■ Action item ■
The records below need to be restated word for word.

══ Available data

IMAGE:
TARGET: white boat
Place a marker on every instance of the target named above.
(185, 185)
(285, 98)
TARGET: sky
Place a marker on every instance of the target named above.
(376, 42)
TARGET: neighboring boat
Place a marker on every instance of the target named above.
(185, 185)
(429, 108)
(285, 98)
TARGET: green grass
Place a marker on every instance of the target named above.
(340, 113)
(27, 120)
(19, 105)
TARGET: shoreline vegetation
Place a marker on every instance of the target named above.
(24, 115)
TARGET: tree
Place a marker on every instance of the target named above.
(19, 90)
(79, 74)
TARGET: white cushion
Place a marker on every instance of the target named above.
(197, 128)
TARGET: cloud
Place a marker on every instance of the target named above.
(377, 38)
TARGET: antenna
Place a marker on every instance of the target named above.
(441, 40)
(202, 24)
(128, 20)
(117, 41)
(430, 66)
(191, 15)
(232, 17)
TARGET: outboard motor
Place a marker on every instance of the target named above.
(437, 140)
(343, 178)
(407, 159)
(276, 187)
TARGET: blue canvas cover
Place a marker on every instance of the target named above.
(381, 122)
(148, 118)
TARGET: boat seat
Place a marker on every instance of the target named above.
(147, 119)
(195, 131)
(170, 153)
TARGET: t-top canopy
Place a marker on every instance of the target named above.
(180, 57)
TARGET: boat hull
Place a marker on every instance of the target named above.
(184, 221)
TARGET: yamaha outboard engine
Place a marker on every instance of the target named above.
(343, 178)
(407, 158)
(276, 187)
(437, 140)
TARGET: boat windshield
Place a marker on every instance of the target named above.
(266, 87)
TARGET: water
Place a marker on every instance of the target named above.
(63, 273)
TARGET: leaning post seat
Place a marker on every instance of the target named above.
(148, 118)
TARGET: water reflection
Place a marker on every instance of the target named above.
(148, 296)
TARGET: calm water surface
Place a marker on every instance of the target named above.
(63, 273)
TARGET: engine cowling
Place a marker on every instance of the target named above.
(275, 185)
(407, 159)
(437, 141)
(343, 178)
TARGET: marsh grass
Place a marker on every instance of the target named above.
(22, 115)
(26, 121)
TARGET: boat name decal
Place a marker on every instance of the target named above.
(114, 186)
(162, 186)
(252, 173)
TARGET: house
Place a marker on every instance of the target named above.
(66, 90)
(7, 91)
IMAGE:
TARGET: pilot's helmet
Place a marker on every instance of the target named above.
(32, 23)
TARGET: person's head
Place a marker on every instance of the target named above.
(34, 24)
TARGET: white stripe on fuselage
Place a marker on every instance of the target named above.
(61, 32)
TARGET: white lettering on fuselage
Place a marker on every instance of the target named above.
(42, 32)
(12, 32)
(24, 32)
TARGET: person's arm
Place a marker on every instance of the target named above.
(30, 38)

════

■ Answer box ■
IMAGE:
TARGET: white boat
Place a marker on every instance of the target named above.
(185, 185)
(285, 98)
TARGET: sky
Place a marker on every instance of the target named above.
(376, 42)
TARGET: neighboring boat
Place a marker on every instance of the target named above.
(185, 185)
(429, 108)
(285, 98)
TARGET: green grass
Place a marker on every instance of the target named above.
(340, 113)
(27, 120)
(19, 105)
TARGET: shoreline vegetation
Place a marker on every instance of the target named above.
(24, 115)
TARGET: tree
Place a marker on every instance of the target named above.
(19, 90)
(79, 74)
TARGET: white cushion
Place a marker on every instance of the target named above.
(197, 128)
TARGET: cloud
Place a marker on every instance of the target named above.
(377, 38)
TARGET: antenna
Place a marker on every instance of the target named above.
(441, 40)
(202, 24)
(128, 20)
(117, 41)
(430, 66)
(191, 15)
(232, 17)
TARGET: outboard motor
Place a marker on every instance of the target named above.
(437, 140)
(343, 178)
(407, 159)
(276, 187)
TARGET: blue canvas cover
Place a marker on every instance of the target named above.
(381, 122)
(148, 118)
TARGET: boat seat
Place a marker on every instance of the target named above.
(147, 119)
(195, 131)
(170, 153)
TARGET: t-top canopy
Place a marker on every instance of the target named above.
(180, 57)
TARGET: boat hull
Place a marker on every instance of the target named above.
(184, 221)
TARGET: yamaha outboard engine
Place a marker on every instance of the target named above.
(343, 178)
(407, 158)
(276, 187)
(437, 140)
TARGET: boat windshield
Place a marker on every instance of the target named above.
(266, 87)
TARGET: water
Place a marker on every instance of the target named above.
(63, 273)
TARGET: leaning post seat
Place a marker on every instance of the target named above.
(148, 118)
TARGET: water reflection
Place a marker on every instance of the target named above.
(148, 296)
TARGET: calm water surface
Place a marker on every instance of the target named above.
(63, 273)
TARGET: engine cowling
Place a marker on every instance of the target named above.
(275, 185)
(407, 159)
(437, 141)
(343, 178)
TARGET: marsh grass
Place a marker on every instance of the target named above.
(22, 115)
(26, 121)
TARGET: boat name decal
Place a marker on every instance of the target named above.
(114, 186)
(162, 186)
(252, 173)
TARGET: house
Place a marker on every instance of the target named above.
(66, 90)
(7, 91)
IMAGE:
TARGET: pilot's helmet
Place a marker on every instance of the target named above.
(32, 23)
TARGET: person's head
Place a marker on every instance of the target named above.
(34, 24)
TARGET: white stripe on fuselage
Place a marker on every instance of the target named above.
(61, 32)
TARGET: white lettering on fuselage
Place a marker on every instance of the target named above.
(42, 32)
(12, 32)
(24, 32)
TARGET: person's arm
Place a marker on every instance of the target named above.
(30, 38)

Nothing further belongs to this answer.